#### TEXT TO READ
* start *

With (130), we know that $f\left(z\right)$ satisfies the inequalities (125) and (126). Furthermore, by (129) we see that $f\left(z\right)$ satisfies the inequality (127).

Letting $\delta =\frac{1}{2}$ in Theorem 8, we have the following corollary.

Corollary 16. 

If the function $f\left(z\right)$ in the class $\mathcal{A}$ satisfies

$$Re\left(1+\frac{z{f}^{″}\left(z\right)}{f^{\prime }\left(z\right)}-\frac{z{f}^{\prime }\left(z\right)}{f\left(z\right)}\right)<\alpha -1;(z\in \mathbb{U})$$

(131)

for some real α$(1<\alpha \le 2)$ or

$$Re\left(1+\frac{z{f}^{″}\left(z\right)}{f^{\prime }\left(z\right)}-\frac{z{f}^{\prime }\left(z\right)}{f\left(z\right)}\right)<\frac{1}{\alpha -1};(z\in \mathbb{U})$$

(132)

* end *

#### GIVEN ENTRIES
* start *

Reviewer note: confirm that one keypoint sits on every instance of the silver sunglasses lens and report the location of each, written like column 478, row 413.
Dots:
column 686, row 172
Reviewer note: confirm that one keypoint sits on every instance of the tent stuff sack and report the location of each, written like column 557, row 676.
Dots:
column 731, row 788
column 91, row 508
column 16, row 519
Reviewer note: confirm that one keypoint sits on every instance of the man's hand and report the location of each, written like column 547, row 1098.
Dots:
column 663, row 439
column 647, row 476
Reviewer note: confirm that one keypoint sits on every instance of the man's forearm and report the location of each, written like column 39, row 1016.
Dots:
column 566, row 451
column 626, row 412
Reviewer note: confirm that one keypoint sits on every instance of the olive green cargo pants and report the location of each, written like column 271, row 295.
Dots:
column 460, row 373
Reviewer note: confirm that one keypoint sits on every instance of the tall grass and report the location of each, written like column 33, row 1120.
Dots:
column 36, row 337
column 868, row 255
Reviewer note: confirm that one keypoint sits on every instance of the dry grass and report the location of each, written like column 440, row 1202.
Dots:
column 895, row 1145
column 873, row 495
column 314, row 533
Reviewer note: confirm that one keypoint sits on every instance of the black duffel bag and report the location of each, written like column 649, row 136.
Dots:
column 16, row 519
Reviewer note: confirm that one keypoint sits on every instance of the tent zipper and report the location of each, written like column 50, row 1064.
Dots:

* end *
* start *

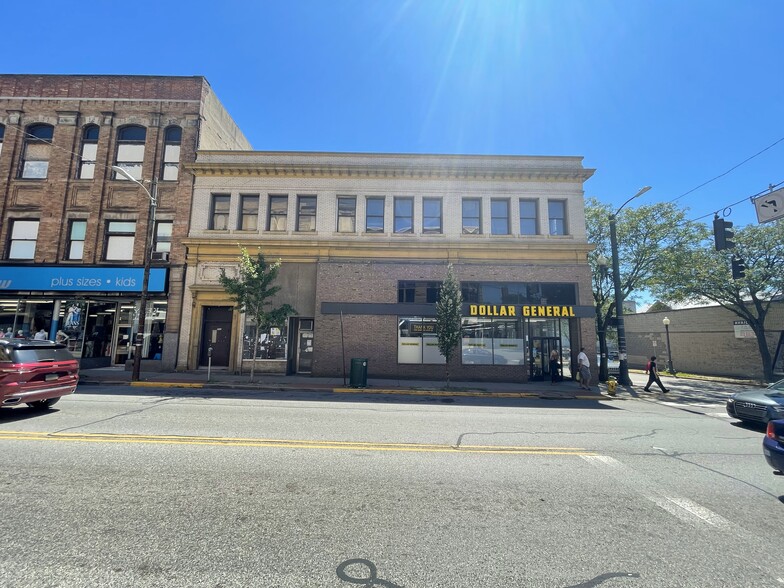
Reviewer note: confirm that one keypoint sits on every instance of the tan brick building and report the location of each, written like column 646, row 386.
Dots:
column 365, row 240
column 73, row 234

* end *
* start *

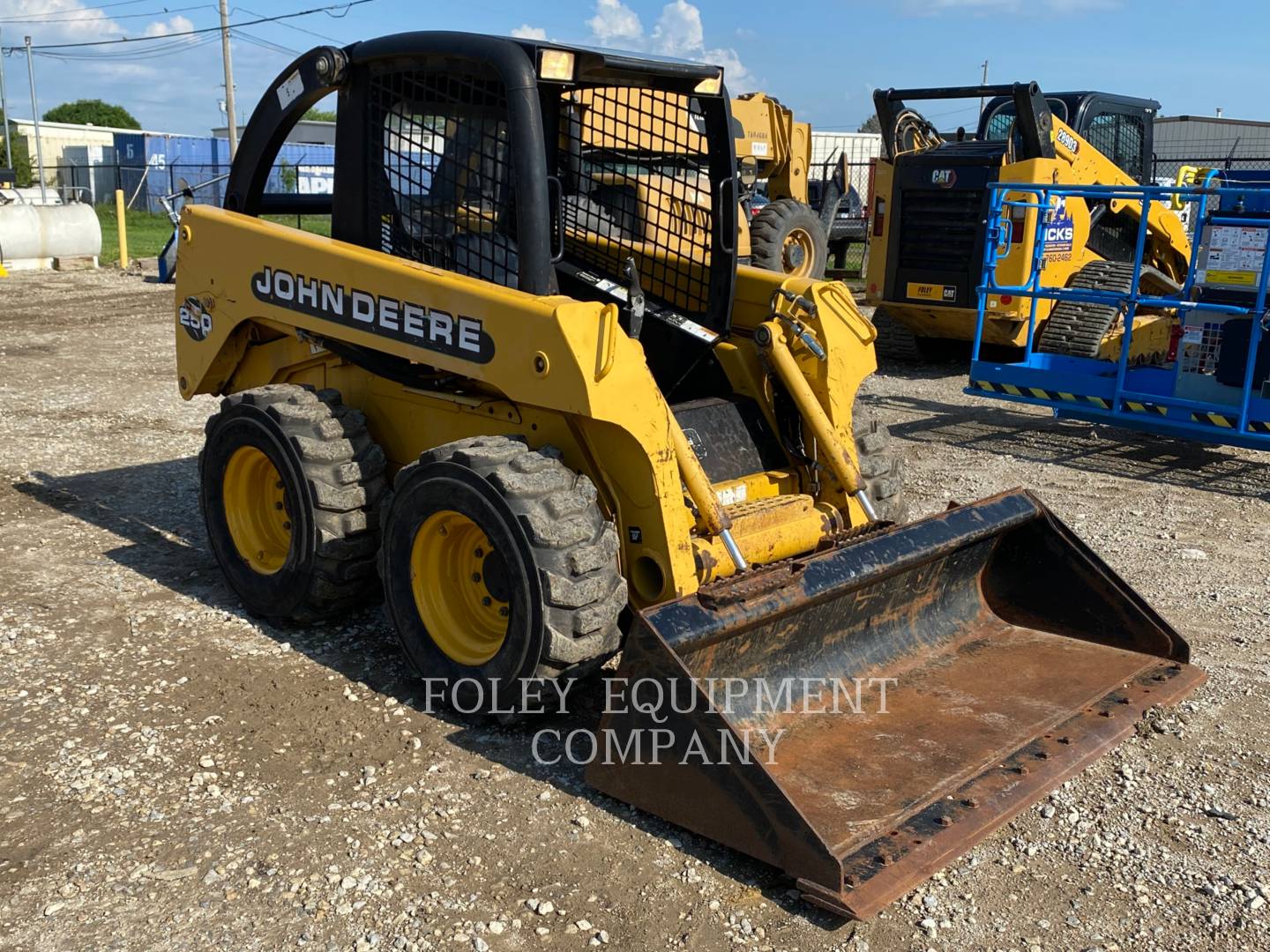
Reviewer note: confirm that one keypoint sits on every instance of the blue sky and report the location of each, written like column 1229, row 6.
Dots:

* end *

#### WHAT TO DO
a – List every parenthesized equation number in the corollary excerpt, in the order they first appear.
b – Transcribe the corollary excerpt word for word, starting at "With (130), we" and ending at "Corollary 16.".
The rows above come from a different source than the corollary excerpt.

#### OUTPUTS BY TASK
a – (130), (125), (126), (129), (127), (131), (132)

b –
With (130), we know that $f\left(z\right)$ satisfies the inequalities (125) and (126). Furthermore, by (129) we see that $f\left(z\right)$ satisfies the inequality (127).

Letting $\delta =\frac{1}{2}$ in Theorem 8, we have the following corollary.

Corollary 16.